>> begin Extract provided

# Solve the following pairs of equations by reducing them to a pair of linear of linear equations

## Question :

Solve the following pairs of equations by reducing them to a pair of linear of linear equations :

(i)  $$1\over 2x$$ + $$1\over 3y$$ = 2     and    $$1\over 3x$$ + $$1\over 2y$$ = 2

(ii)  $$2\over \sqrt{x}$$ + $$3\over \sqrt{y}$$ = 2       and    $$4\over \sqrt{x}$$ – $$9\over \sqrt{y}$$ = 2

(iii)  $$4\over x$$ + 3y = 14       and     $$3\over x$$ – 4y = 23

(iv)  $$4\over x$$ + 3y = 14       and     $$6\over x – 1$$ – $$3\over y – 2$$ = 1

(v)  $$7x – 2y\over xy$$  = 5       and     $$8x + 7y\over xy$$  =  15

(vi)  6x + 3y = 6xy      and       2x + 4y = 5xy

(vii)  $$10\over x + y$$ + $$2\over x – y$$ = 4     and     $$15\over x + y$$ – $$5\over x – y$$ = -2

(viii)  $$1\over 3x + y$$ + $$1\over 3x – y$$ = $$3\over 4$$   and   $$1\over 2(3x + y)$$ – $$1\over 2(3x – y)$$ = $$-1\over 8$$

## Solution :

(i)  Put $$1\over x$$ = u    and    $$1\over y$$ = v, then the equation becomes

$$1\over 2$$u + $$1\over 3$$v = 2    $$\implies$$    3u + 2v = 12            ………..(1)

$$1\over 3$$u + $$1\over 2$$v = $$13\over 6$$   $$\implies$$   2u + 3v = 13            ………….(2)

Multiply the equation (1) by 3 and equation (2) by 2, we get

9u + 6v = 36       ……(3)

4u + 6v = 26       ……..(4)

Subtract equation (4) from equation ( 3), we get

5u = 10      $$\implies$$    u = 2

Putting the value of u in equation (3), we get

18 + 6v = 36     $$\implies$$   v = 3

Now,  $$1\over x$$ = u  $$\implies$$  x = $$1\over 2$$

and $$1\over y$$ = v  $$\implies$$  y = $$1\over 3$$

(ii)  Put $$1\over \sqrt{x}$$ = u    and    $$1\over \sqrt{y}$$ = v, then the equation becomes

2u + 3v = 2         ……(1)

and    4u – 9u = -1           ……(2)

>> end Extract provided
>> begin Collected data

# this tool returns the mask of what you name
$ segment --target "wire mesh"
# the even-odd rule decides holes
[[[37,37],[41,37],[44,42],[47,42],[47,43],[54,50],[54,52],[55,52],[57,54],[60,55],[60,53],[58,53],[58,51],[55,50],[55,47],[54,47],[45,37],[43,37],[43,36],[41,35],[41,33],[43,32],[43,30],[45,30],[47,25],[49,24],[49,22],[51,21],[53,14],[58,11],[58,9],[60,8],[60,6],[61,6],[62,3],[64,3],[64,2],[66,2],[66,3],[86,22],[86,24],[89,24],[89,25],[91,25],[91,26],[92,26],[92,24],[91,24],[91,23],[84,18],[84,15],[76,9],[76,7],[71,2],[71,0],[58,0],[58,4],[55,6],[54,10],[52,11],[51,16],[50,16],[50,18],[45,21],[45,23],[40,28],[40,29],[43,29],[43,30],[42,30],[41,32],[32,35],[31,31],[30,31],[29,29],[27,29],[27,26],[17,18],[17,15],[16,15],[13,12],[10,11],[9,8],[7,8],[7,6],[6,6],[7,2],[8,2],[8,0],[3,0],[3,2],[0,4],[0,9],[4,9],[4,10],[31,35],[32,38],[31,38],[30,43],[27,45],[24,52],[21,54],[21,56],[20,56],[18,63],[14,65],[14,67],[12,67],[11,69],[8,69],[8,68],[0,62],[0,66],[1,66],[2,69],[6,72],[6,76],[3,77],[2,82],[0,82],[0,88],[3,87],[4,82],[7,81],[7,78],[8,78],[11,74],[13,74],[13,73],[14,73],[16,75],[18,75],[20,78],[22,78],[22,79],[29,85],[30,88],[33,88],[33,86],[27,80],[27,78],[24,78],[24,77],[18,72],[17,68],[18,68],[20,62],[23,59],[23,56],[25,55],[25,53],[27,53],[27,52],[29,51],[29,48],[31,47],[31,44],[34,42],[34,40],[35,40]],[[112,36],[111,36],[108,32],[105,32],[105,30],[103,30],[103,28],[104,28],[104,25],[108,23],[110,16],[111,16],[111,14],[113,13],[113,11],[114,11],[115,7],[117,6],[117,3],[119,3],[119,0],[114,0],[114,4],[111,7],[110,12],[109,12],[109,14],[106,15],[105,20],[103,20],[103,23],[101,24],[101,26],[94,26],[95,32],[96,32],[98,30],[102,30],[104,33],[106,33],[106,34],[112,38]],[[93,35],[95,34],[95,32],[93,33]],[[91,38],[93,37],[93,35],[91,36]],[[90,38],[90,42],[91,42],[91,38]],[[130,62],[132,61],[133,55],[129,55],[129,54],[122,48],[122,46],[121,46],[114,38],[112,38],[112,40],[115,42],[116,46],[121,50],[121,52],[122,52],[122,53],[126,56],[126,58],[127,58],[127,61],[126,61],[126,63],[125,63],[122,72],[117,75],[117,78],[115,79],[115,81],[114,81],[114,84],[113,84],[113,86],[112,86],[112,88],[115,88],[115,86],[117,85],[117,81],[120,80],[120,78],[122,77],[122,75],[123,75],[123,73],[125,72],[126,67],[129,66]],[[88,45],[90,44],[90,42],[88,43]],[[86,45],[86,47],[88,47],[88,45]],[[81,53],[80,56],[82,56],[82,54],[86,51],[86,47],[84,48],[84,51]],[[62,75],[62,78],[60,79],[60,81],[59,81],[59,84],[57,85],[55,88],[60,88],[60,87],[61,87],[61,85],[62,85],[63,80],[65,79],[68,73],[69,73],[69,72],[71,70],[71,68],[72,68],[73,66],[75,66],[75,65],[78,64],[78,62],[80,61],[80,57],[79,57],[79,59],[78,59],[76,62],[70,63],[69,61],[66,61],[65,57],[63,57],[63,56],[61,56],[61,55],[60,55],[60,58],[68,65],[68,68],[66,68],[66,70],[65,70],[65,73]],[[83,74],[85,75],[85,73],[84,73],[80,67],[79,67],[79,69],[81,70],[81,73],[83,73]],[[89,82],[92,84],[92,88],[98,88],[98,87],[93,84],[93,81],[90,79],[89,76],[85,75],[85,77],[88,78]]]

>> end Collected data

Continue the worked solution to the pairs of equations above, starting after its last line.

## Final result:
Multiply equation (1) by 3 and adding it with equation (2), we get

10u = 5      $$\implies$$   u = $$1\over 2$$

Put the value of u in equation (1), we get

3v = 1   $$\implies$$   v = $$1\over 3$$

Now,  $$1\over \sqrt{x}$$ = u    $$\implies$$    x = 4

and $$1\over \sqrt{y}$$ = v    $$\implies$$   y = 9

(iii)  The given linear equations are

$$4\over x$$ + 3y = 14            …….(1)

and     $$3\over x$$ – 4y = 23           …….(2)

Multiply equation (1) by 4 and equation (2) by 3, we get

$$16\over x$$ + 12y = 56           …….(3)

$$9\over x$$ – 12y = 69           …….(4)

Now, Add equation (3) and equation (3), we get

$$25\over x$$ = 125     $$\implies$$   x = $$1\over 5$$

Put the value x in equation (1), we get

3y = -6  $$\implies$$  y = -2

Hence, x = $$1\over 5$$  and  y = -2.

(iv)  Let u = $$1\over x – 1$$  and  v = $$1\over y – 2$$. Then, the given linear equations becomes,

5u + v = 2            ……….(1)

and    6u – 3v = 1           ………..(2)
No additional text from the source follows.